Copy verbatim the passage of the RAM-saving guide below, from "How to save money on RAM in 2026: the" to "you check prices.".

**Page extract**
=== Begin Enclosure ===
How to Save Money on RAM in 2026: 7 Strategies
RAM prices roughly tripled in 2026. Here are 7 ways to save money buying memory: right-size capacity, buy used, find bundle deals, time the market, and more.
By Capital & Compute
You last priced RAM in 2024 and a 32GB DDR5 kit was $90. You check today and the same kit sits at $400. That is not inflation. That is what happens when AI data centers buy every memory chip they can get and the three companies that make DRAM decide to sell where the margin is highest.
But you still need memory. Maybe you are building a PC, or your laptop is running out of room. There are ways to save money even in this market. Not as much as you would have saved in 2024, but real money. This guide covers seven of them, from the obvious (buy used) to the counterintuitive (buy weird RAM on purpose).
How to save money on RAM in 2026: the quick checklist
- Buy the right generation for your platform. You cannot put DDR4 in a DDR5 board, and the reverse is also true. Check your motherboard before you check prices.
- Right-size capacity. 32GB for most people. 16GB if your budget is brutal. 64GB only if your workload proves you need it.
- Consider used or open-box. The savings are 25 to 60 percent depending on the generation and condition.
- Look for bundle deals. CPU + motherboard + RAM combos often beat buying separately.
- Time your purchase. Set price alerts. Buy near the all-time low for that kit. Ignore fake “% off” MSRP badges.
- Enable XMP or EXPO. Your RAM is probably running at half speed out of the box. Fixing that is free.
- Sell your old RAM. Prices are at a peak. If you have a spare kit sitting in a drawer, now is the moment to list it.
Strategy 1: Buy the right RAM generation for your platform
This is the most important rule and the one people get wrong most often. You do not get to choose between DDR4 and DDR5. Your motherboard and CPU decide. DDR4 and DDR5 are physically different. A DDR5 stick will not fit a DDR4 slot and vice versa. So start with your platform.
DDR4-only platforms: AMD AM4 (Ryzen 5000 and earlier), Intel LGA 1200 and LGA 1700 boards built for DDR4. If you own one of these, you buy DDR4. Period. And that is actually good news for your wallet right now.
DDR5-only platforms: AMD AM5 (Ryzen 7000, 8000, 9000), Intel LGA 1851 (Core Ultra 200S). These require DDR5. No DDR4 option exists.
The crossover platform: Intel LGA 1700 (12th through 14th Gen) was sold in both DDR4 and DDR5 board variants. If you have one, check which variant you bought. If you are choosing a new LGA 1700 board today, that is the one scenario where you genuinely decide between DDR4 and DDR5.
=== End Enclosure ===
**Entries shown**
=== Begin Enclosure ===
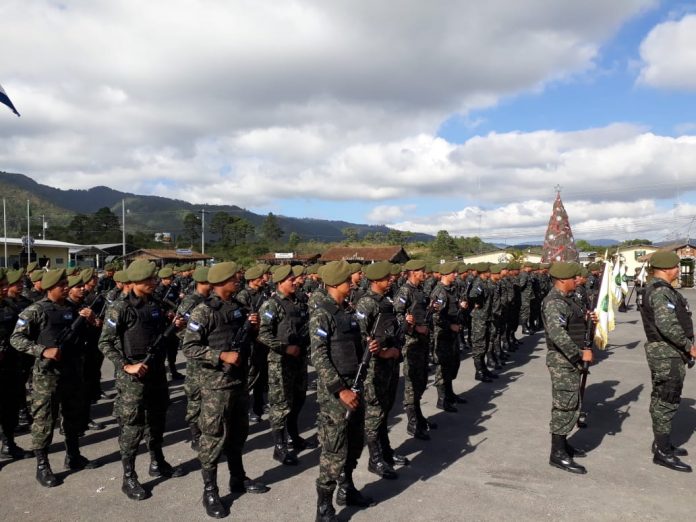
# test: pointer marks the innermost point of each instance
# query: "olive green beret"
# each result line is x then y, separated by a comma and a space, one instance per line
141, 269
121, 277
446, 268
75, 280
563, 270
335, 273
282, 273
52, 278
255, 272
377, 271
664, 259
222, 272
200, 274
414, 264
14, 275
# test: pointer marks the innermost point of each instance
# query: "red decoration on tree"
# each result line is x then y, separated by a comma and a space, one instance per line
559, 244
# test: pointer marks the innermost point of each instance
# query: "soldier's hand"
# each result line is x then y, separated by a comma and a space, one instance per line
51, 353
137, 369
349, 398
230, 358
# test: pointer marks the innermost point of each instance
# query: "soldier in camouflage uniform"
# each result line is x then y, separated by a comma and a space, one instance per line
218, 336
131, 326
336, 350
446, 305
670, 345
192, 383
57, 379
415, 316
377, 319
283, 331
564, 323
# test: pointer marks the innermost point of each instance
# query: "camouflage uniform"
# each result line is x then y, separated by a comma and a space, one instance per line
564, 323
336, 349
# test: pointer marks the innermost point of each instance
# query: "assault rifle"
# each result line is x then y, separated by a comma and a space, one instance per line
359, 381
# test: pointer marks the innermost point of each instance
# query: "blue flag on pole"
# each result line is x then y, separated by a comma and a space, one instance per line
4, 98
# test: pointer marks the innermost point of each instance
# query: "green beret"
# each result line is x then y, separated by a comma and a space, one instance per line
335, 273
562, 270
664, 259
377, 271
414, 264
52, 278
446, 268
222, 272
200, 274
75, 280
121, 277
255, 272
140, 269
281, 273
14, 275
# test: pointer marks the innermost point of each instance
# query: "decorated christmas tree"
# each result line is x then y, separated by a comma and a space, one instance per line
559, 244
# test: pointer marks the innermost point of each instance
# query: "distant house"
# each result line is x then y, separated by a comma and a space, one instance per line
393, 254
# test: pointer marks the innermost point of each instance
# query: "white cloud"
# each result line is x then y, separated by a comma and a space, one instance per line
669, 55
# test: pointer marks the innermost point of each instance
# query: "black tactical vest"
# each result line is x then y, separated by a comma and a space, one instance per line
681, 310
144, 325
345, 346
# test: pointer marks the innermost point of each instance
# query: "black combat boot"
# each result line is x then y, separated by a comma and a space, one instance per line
=== End Enclosure ===
**Result**
How to save money on RAM in 2026: the quick checklist
- Buy the right generation for your platform. You cannot put DDR4 in a DDR5 board, and the reverse is also true. Check your motherboard before you check prices.